__Task instructions__:
#1 Copy the passage of the comment on Kittie Calderon from "But now… Hip" up to and including "Nina had had’?".
#2 Answer these questions from the comment on Kittie Calderon:
(a) What date does the writer give for the post titled 'Kittie Hamilton'?
(b) In what year did George have lunch with Kittie's mother?
(c) In George's letter, what does Kittie's mother think about Kittie?

__Source text__:
◆ ◆ ◆ ◆ ◆ ◆ ◆

What a splendid post this is! Shimmering with enthusiasm for the nitty-gritty of archives (well done that visitors’ book) – and reverberating with the satisfying clunk of puzzle pieces falling into place.
I have to admit that there have been times during the past three years when I have felt distinctly cross with Kittie Calderon. Somehow, your consistent presentation of her and George’s relationship as ‘symbiotic’ never quite rang true. Typing ‘symbio-’ into the Calderonia search-bar in order to check the veracity of this impression led me quickly and usefully to your post of 6 October 2016 – ‘Kittie Hamilton’ – where you enumerate the ‘issues’ that ‘the modern woman’ might have with Kittie. That woman does indeed sound remarkably like me, except, more than anything, I just wanted Kittie to be a bit more selfish [which word should be in italics, if not bold and capitals as well]. Your defence – that to ‘get her own life’ was impossible for her ‘kenotic personality’ – was unarguable, though depressing, and at the time I reluctantly accepted that Kittie was happy to be ‘like a doormat’ waiting for her husband and others to need her services. My frustration extended to Kittie’s relationship with Nina, which you described in that post as ‘entirely complement[ing]’ her marriage. To me it sometimes seemed sadly one-sided, with little evidence of Nina doing anything to reciprocate Kittie’s generous support with childcare.
But now… Hip Hip Hoo-bloody-ray!! The realisation that Kittie was bisexual does not feel like a tweak; it feels like a sea-change. SHE COULD BE SELFISH. For Archie to have protested like that, Kittie must have intimated that she would prefer to share the marital bed with Nina when the opportunity arose; similarly she must have made it clear to George that there would be times – whole weeks on end – when she’d like him not to be around. I am delighted to learn that Nina hurried to provide intimate physical comfort when Kittie was depressed. Even the childcare feels different. Might you now reconsider your statement (6 May 2015), that ‘Lesbia was not the child [Kittie] wished she and Nina had had’?
Incidentally, I recently followed the link you provided to your very first post on paradoxes (8 October 2016). Both then and a fortnight ago I was perplexed by George’s report of lunching with Kittie’s mother in 1899:
“Dear dear Kit, I led Mammy Ham on at lunch for the pure delight of paradoxes; I could not help talking of you. She thinks you will never marry. Women marry twice, but they never love deeply twice. You have loved so well, that you cannot love much again; and without loving (we were both agreed) you could never marry again. Dear darling woman. Do you know your own value?”

◆ ◆ ◆ ◆ ◆ ◆ ◆

__Excerpted records__:
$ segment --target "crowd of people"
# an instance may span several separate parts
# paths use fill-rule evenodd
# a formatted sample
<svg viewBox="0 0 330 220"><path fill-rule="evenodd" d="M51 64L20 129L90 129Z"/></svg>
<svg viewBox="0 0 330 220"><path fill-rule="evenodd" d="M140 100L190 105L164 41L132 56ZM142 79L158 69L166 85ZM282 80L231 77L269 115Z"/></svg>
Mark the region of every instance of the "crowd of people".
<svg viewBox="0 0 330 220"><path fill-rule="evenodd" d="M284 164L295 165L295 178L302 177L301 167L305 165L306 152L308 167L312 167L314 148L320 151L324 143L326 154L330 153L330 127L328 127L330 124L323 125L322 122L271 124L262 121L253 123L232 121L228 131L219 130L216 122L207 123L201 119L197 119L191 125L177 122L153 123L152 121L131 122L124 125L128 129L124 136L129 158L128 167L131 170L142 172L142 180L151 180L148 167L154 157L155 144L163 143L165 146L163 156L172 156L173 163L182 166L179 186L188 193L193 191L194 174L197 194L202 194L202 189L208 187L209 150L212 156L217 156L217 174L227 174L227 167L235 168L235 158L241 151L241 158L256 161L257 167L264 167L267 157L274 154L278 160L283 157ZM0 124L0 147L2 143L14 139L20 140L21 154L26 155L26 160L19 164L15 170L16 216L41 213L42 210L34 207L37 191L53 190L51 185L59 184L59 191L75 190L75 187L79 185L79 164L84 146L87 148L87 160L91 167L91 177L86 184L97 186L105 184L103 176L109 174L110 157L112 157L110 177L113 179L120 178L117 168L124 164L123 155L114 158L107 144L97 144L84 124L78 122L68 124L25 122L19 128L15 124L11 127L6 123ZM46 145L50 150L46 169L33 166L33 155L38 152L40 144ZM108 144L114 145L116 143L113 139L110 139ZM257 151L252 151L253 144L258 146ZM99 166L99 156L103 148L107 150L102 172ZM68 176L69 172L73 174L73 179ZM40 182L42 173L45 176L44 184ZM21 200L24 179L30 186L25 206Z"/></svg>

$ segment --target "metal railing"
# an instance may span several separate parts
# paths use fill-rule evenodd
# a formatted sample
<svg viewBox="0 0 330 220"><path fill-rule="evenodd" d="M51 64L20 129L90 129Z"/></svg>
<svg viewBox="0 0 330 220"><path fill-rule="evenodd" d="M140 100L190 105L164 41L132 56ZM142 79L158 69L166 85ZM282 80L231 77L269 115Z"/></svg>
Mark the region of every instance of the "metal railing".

◆ ◆ ◆ ◆ ◆ ◆ ◆

__Worked answers__:
#1
But now… Hip Hip Hoo-bloody-ray!! The realisation that Kittie was bisexual does not feel like a tweak; it feels like a sea-change. SHE COULD BE SELFISH. For Archie to have protested like that, Kittie must have intimated that she would prefer to share the marital bed with Nina when the opportunity arose; similarly she must have made it clear to George that there would be times – whole weeks on end – when she’d like him not to be around. I am delighted to learn that Nina hurried to provide intimate physical comfort when Kittie was depressed. Even the childcare feels different. Might you now reconsider your statement (6 May 2015), that ‘Lesbia was not the child [Kittie] wished she and Nina had had’?

#2
(a) 6 October 2016
(b) 1899
(c) She thinks Kittie will never marry.